_Passage shown_.
Some convenience stores and restaurants have seen their revenues dented by 60 percent or more in recent months, Paytronix CEO Andrew Robbins told Karen Webster. But he said what’s really remarkable is how consistently hopeful, engaged and optimistic businesses are about what comes next.
“It was just amazing that the sentiment I am hearing is: ‘If this is the toughest thing the world can throw at us, we can beat it,’” Robbins said. “That, I think, is where they are all aligned — a positive feeling that the future’s going to be better, that they are winning, that they can innovate, and the innovations are working.”
And more than talking the innovation talk, Webster and Robbins agreed, entrepreneurs are walking the innovation walk — in an incredible variety of ways.
There’s the New York restaurateur who’s traded serving power lunches and dinners to Financial District players for selling a daily assortment of desserts to her large Instagram following. And there’s Boston’s Kowloon restaurant, which has transformed its iconic sit-down location into a carhop eatery and drive-in movie theater.
Or on the simpler side of low-tech innovations, there’s the convenience store proprietor who’s installed plastic sheet dispensers so customers can open the shop’s door without actually touching the doorknob.
Robbins said the will to innovate is there, and that brings hope along with it. Hope, and a desire to keep changing as the landscape — and customers’ needs — keep shifting.
Changes Will Always Be A Work In Progress
But Robbins added that when it comes to the great remaking of the restaurant and convenience segment, innovation is an ongoing process.
For example, the outdoor dining that greatly buttressed restaurant reopenings in the spring and summer will likely shift in northern climates in the next few weeks as fall weather sets in. That’s going to require a whole host of innovative changes as on-site restaurant dining moves back indoors.
Robbins said solutions to that will vary from low-tech — like creative seating arrangements — to more involved initiatives. For instance, one Paytronix restaurant partner is trying to redo flooring and ventilation systems to rapidly draw down all air in the establishment to the ground, where embedded UV lights will annihilate the virus.
But from the mundane to the vaguely science-fictional, Paytronix is seeing firms realize that any enhancements will likely be connected to a digitized and online component of the consumer’s experience. Robbins said what clients are asking is how to make their digital order flow match up with the in-house experience, or how to tweak curbside delivery to do more for consumers.
“They want to know how to make the curbside experience special in some way and go over the top in bringing some unique flavor to that experience,” he said.
Are Delivery Aggregators Worth It?
Robbins said Paytronix’s restaurant clients are also re-evaluating how much of the experience they want to own and how much they’re willing to share with third-party aggregators.
He said restaurateurs were already having doubts about third-party delivery apps pre-pandemic. Those firms offer delivery capabilities, but it comes at a high price — big commission fees and a system that pushes restaurants from the center of the relationship with customers. After all, it’s the third-party aggregators that actually bring consumers the food.

_Listed entries_.
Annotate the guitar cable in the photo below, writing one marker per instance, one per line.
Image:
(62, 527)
---
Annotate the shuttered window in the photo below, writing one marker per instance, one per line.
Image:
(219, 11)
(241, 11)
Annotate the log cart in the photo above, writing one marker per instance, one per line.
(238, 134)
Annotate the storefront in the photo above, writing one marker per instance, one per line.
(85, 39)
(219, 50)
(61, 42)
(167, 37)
--
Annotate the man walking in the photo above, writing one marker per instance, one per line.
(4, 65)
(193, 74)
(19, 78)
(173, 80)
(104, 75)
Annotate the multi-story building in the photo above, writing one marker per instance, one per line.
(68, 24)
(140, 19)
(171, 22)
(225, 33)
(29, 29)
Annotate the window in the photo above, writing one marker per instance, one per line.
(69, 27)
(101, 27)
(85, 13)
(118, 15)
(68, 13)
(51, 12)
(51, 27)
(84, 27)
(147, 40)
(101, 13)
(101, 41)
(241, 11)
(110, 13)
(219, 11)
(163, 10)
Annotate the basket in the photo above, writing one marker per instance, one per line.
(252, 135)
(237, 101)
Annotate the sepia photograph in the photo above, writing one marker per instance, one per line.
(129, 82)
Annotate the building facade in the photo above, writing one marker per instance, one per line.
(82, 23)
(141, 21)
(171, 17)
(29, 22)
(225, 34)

_Exercise instructions_.
a. Answer these questions from the article on restaurant innovation.
(i) Into what did Boston's Kowloon restaurant transform its sit-down location?
(ii) According to Robbins, what percentage drop in revenue have some convenience stores and restaurants seen in recent months?
(iii) What two drawbacks of third-party delivery apps does the article name?
b. Write the next paragraph of the article on restaurant innovation, continuing from its final sentence.
The entries are separate material and have no connection to the article on restaurant innovation.

_Task-by-task outputs_.
a.
(i) A carhop eatery and drive-in movie theater.
(ii) 60 percent or more.
(iii) Big commission fees, and a system that pushes restaurants from the center of the relationship with customers.

b.
“And then when COVID hit, we were all so happy that delivery existed because it solved a problem,” Robbins said. “I think everybody [temporarily] forgave the existing issues, or at least brushed them aside.”
But those issues are starting to reappear again, he said, with some state legislatures passing regulations on how much third parties can charge. Media reports also indicate that consumers are paying higher costs as merchants raise prices to make up for revenue lost to the aggregators.
Moreover, aggregators are picking up power. Robbins noted that last month marked the first time that third-party sites had more net orders than restaurants’ own websites did.
Such developments have restaurateurs and convenience store owners getting more aggressive about holding onto their customer bases.
“Some of the savvy restaurants are buying ads for their own name to make sure that when the customer does search, their own URL ends up on top,” Robbins said. “And they are working overtime to figure out what they can do to make ordering in their channels more appealing, so that their customers want to stick with them — not the aggregators.”
Because while COVID-19 is temporary, the digitization of restaurant ordering is looking increasingly permanent — which means competing in digital channels will always be relevant, he said.
Preparing For An Uncertain Future
Robbins said what comes next is for the most part a matter of divided opinion among Paytronix merchants.
Some are fairly certain that changes are permanent when it comes to consumers ordering digitally and actually eating at home. But others believe consumers are still hungry to dine out and will largely go back to normal when they get the all-clear sign.
But Robbins said most restaurateurs are coming around to the idea that it won’t be an either/or, but both. He said the secret to future success will come from offering both to customers, allowing each party to pick the path that most appeals to it.
“A piece of this going forward will be a ‘choose your own adventure,’ [which] a restaurant and convenience store is going to have to create,” Robbins said. “That might mean ordering from home with a third-party aggregator or from the site, or from an app and picking up in a drive-thru or parked in a parking lot. [Companies] have got to make that matrix work so that the customer can choose whatever adventure they’re feeling like that day.”